● What you are asked to do:
Every line below that has "black" in it should be copied.

● Saved entries:
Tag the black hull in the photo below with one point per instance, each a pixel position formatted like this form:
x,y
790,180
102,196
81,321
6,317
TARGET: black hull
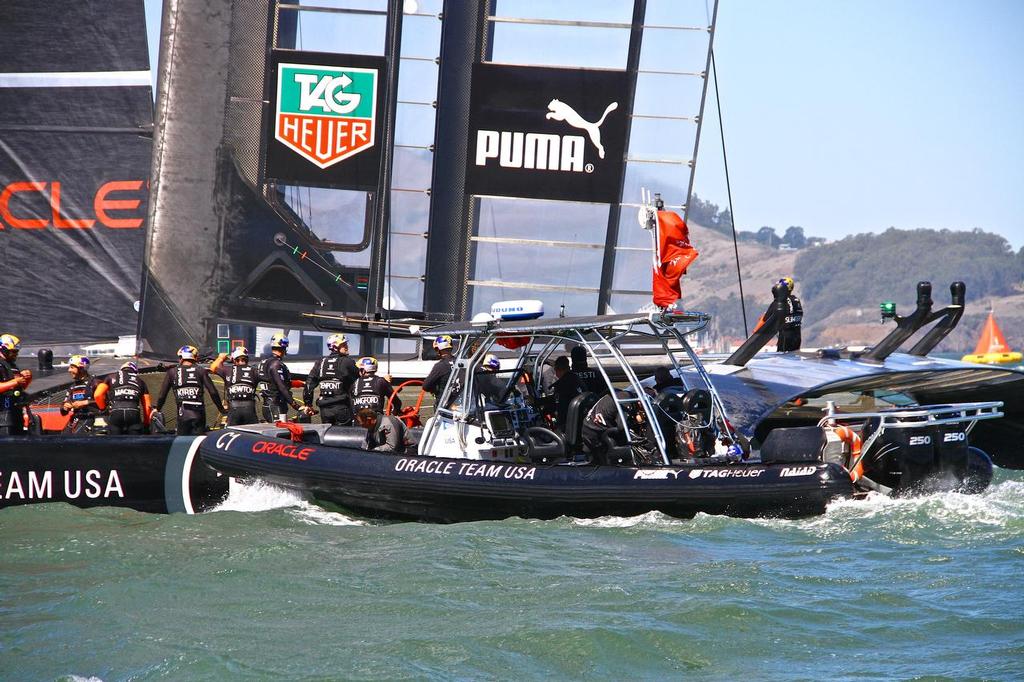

● Exercise solution:
Tag the black hull in the photo below with one point per instance, each a pixel position formatted like this form:
TARGET: black hull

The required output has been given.